======== Textauszug ========

Japan vor Revolution in der Chip-Herstellung

Ein Siliziumwafer in der Halbleiterproduktion
(Bild: IM Imagery/Shutterstock.com)
Möglicher Gamechanger für Halbleiterfertigung. Chips könnten deutlich günstiger werden. Japans strategische Position in der Branche gestärkt.
Ein neues Lithographiesystem aus Japan könnte die Herstellung von Halbleitern tiefgreifend verändern. Damit könnten die Kosten für die Produktion des 7-Nanometer-Prozesses und noch kleinerer Chips in Zukunft drastisch sinken. Das berichtet [1] die Asia Times unter Berufung auf das Okinawa Institute of Science and Technology (Oist).
Das Euv-Verfahren
Das Oist hat eine vereinfachte Optik für die Euv-Lithografie [2] entwickelt, die den Stromverbrauch um den Faktor zehn senken soll. Dies könnte den Weg für billigere Produktionsanlagen ebnen und das Monopol des niederländischen Unternehmens Asml in diesem Bereich herausfordern.
Euv steht für extreme ultra violet, also extreme ultraviolette Strahlung, die für die Halbleiterherstellung genutzt wird. Die kurze Wellenlänge des ultravioletten Lichts erlaubt die Abbildung sehr kleiner Details für die Belichtung von Wafer genannten Siliziumscheiben.
Das Verfahren ist seit Ende der Nullerjahre Stand der Technik in der Halbleiterfertigung und wurde seither stetig weiterentwickelt, was immer kleinere Fertigungstoleranzen möglich macht.
Vier statt zehn Spiegel
Professor Tsumoru Shintake vom Oist bezeichnet die neue Erfindung als technologischen Durchbruch, die nahezu alle bestehenden Probleme der herkömmlichen Belichtung lösen könnte.
Wie das Oist in seiner Veröffentlichung erklärt [3], sind in herkömmlichen optischen Systemen wie Kameras oder älteren Lithographiewerkzeugen die Blenden und Linsen symmetrisch zur Zentralachse angeordnet. Bei extrem ultraviolettem Licht, das von den meisten Materialien absorbiert wird, ist das nicht möglich. Stattdessen werden in Euv-Systemen halbmondförmige Spiegel verwendet, die die Strahlen in einem asymmetrischen Zickzackmuster reflektieren, was die optische Leistung verringert.
Mit dem neuen Verfahren werden nun zwei achsensymmetrische Spiegel in einer Linie ausgerichtet und lediglich vier statt zehn Spiegel verwendet. Da Euv-Licht bei jeder Reflexion um 40 Prozent schwächer wird, erreicht bei zehn Spiegeln nur etwa 1 Prozent Lichtquellenenergie den Wafer, während bei vier Spiegeln über 10 Prozent ankommen. Dadurch kann eine kleinere Euv-Lichtquelle mit nur einem Zehntel der Leistung genutzt werden.

======== Vorliegendes Material ========

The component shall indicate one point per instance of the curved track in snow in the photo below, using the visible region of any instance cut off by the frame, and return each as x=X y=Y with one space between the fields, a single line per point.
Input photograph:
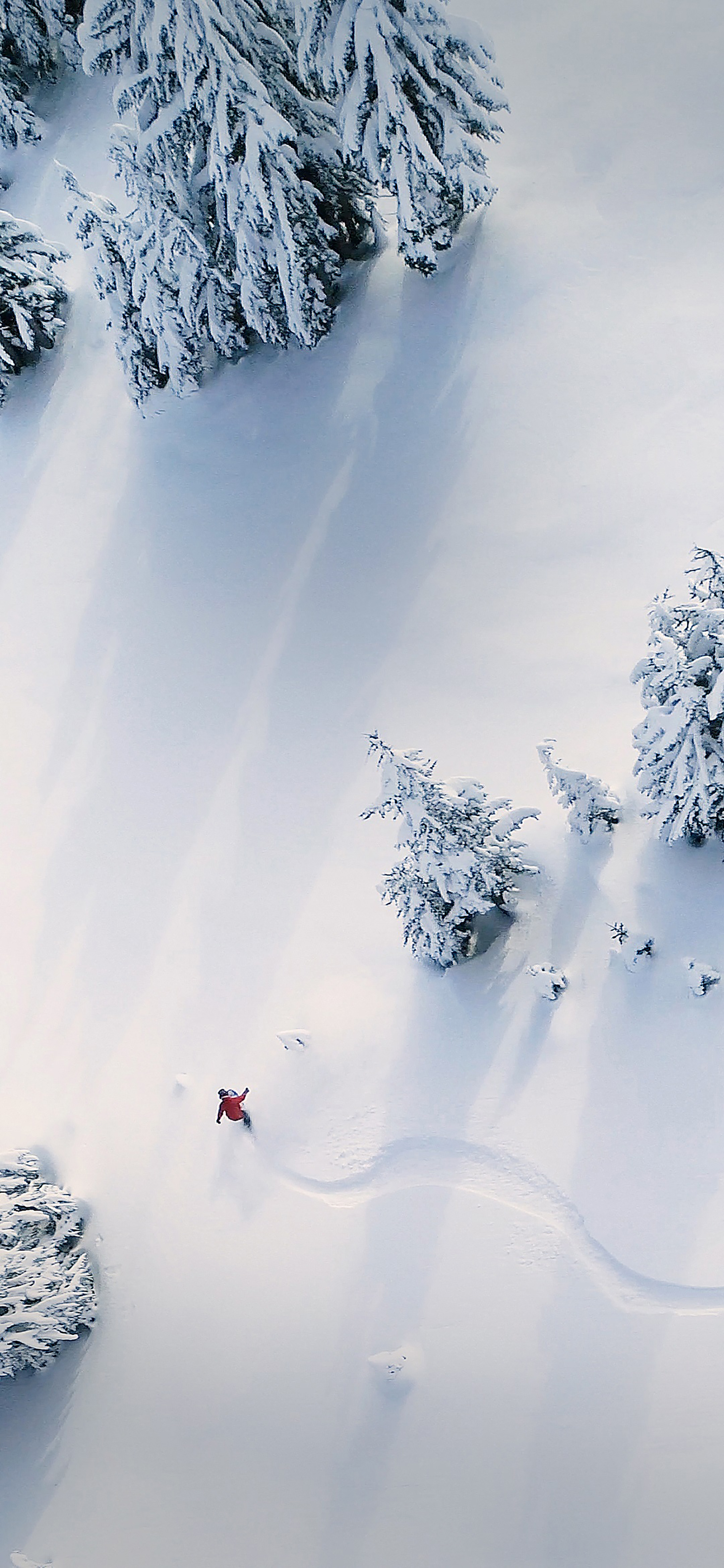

========

• **Aufgabenstellung**:
Zitieren Sie aus dem Textauszug den Abschnitt, der mit den Worten "Das Euv-Verfahren" einsetzt und nach den Worten "Fertigungstoleranzen möglich macht." endet. Das Material wird für die Bearbeitung nicht benötigt.

• **Antwort**:
Das Euv-Verfahren
Das Oist hat eine vereinfachte Optik für die Euv-Lithografie [2] entwickelt, die den Stromverbrauch um den Faktor zehn senken soll. Dies könnte den Weg für billigere Produktionsanlagen ebnen und das Monopol des niederländischen Unternehmens Asml in diesem Bereich herausfordern.
Euv steht für extreme ultra violet, also extreme ultraviolette Strahlung, die für die Halbleiterherstellung genutzt wird. Die kurze Wellenlänge des ultravioletten Lichts erlaubt die Abbildung sehr kleiner Details für die Belichtung von Wafer genannten Siliziumscheiben.
Das Verfahren ist seit Ende der Nullerjahre Stand der Technik in der Halbleiterfertigung und wurde seither stetig weiterentwickelt, was immer kleinere Fertigungstoleranzen möglich macht.